_EXTRAIT PROPOSÉ:_
■ ■ ■ ■ ■

Ces quelques pages sur l’anarchisme sont très vivifiantes pour accroître certaines réflexions quant aux façons d’agir. Jacques Ellul aura écrit avant l’avènement d’internet, qui constitue aujourd’hui un formidable moyen de contournement de l’Etat et de diffusion des idées comme le sont les radios internet (Méridien Zéro) ou les différents blogs (Novopress, Zentropa, …). La technologie peut avoir du bon…

La deuxième partie, La Bible, source d’anarchie défend la thèse selon laquelle le message du Christ, puissamment révolutionnaire, s’oppose aux différentes formes de domination de l’homme par l’homme selon le sens composé à partir du grec an-arkhé. Cette partie se présente donc comme une forme d’exégèse et s’attarde aussi sur la Bible hébraïque, problématique de ce point de vue, en raison de l’omniprésence des figures royales. Jacques Ellul fait aussi œuvre d’historien, en replaçant le message christique dans son contexte et particulièrement dans celui de l’affrontement avec le pouvoir romain et le pouvoir hérodien, dépendant des Romains. Un élément est particulièrement intéressant dans cette partie du livre, la réflexion sur le Diable, bâti sur le terme grec diabolos, qui signifie « le diviseur ». Pour Ellul, « l’Etat et la politique sont facteurs de division entre les hommes ». Cette réflexion pourrait faire écho à cet extrait de l’Epitre aux Galates de Paul de Tarse : « Il n’y a plus ni Juif, ni Grec ; il n’y a plus ni esclave, ni homme libre ; il n’y a plus l’homme et la femme ; car tous, vous n’êtes qu’un en Jésus-Christ. » Un chrétien doit donner sa priorité à la Foi et tenter de rompre les barrières qui divisent l’humanité. La sous-partie Apocalypse est d’ailleurs très claire sur ces différents points d’après l’auteur : « […] il y’a une opposition radicale entre la Majesté de Dieu et toutes les puissances et pouvoirs de la terre (d’où l’erreur considérable de ceux qui disent qu’il y’a continuité entre le pouvoir divin et les pouvoirs terrestres, ou encore, comme sous la monarchie, qu’à un Dieu unique, tout-puissant, régnant dans le ciel, doit correspondre sur Terre un Roi unique, également tout-puissant ; l’Apocalypse dit exactement le contraire !) »

■ ■ ■ ■ ■

_TRAVAIL À FAIRE:_
[1] Répondez aux questions suivantes à l'aide de l'extrait sur Ellul et l'anarchisme.
(a) Quel titre porte la deuxième partie du livre ?
(b) Quels exemples de radio internet et de blogs sont cités ?
(c) Que signifie le terme grec diabolos ?
[2] Poursuivez l'extrait sur Ellul et l'anarchisme à la suite de sa dernière phrase.

_DONNÉES FOURNIES:_
■ ■ ■ ■ ■

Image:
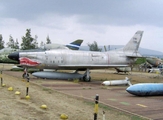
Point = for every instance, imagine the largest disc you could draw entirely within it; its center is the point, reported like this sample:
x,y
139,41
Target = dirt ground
x,y
17,107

■ ■ ■ ■ ■

_CORRIGÉ:_
[1]
(a) La Bible, source d'anarchie.
(b) La radio internet Méridien Zéro, et les blogs Novopress et Zentropa.
(c) Il signifie « le diviseur ».

[2]
Nous ne doutons pas que cette seconde partie, dont nous vous laissons découvrir l’intégralité de la réflexion, pour éviter les raccourcis, suscitera des débats autant au sein des Chrétiens, qu’au sein de tous ceux qui sont attachés à leur terre, à leur patrie.

Ce qui me frappe dans la lecture de ce petit livre, c’est qu’on y trouve une pensée qui s’oppose en bien des points à ce qui fut celle de la Nouvelle Droite et en particulier de celle de Dominique Venner qui notait dans le Choc de l’histoire ou encore dernièrement dans son testament politique que l’Europe n’avait pas de religion identitaire (à l’inverse, par exemple, de l’Inde). La ND proclame une pensée très marquée par le paganisme et l’importance de la hiérarchie (aristocraties), là où Ellul en chrétien sincère s’y oppose. Pourtant, je dois bien admettre que la pensée d’Ellul est fortement « séduisante » car elle présente un christianisme qui s’oppose dans ses bases au monde dans lequel nous vivons et qui offre l’espérance.
Que l’on s’intéresse à la pensée anarchiste, au christianisme ou qu’on cherche quelques « cartouches intellectuelles », la lecture d’Anarchie et Christianisme s’impose. C’est aussi un moyen d’entrer en contact avec la pensée de Jacques Ellul avec ce qu’elle a de plus profonde : sa foi chrétienne.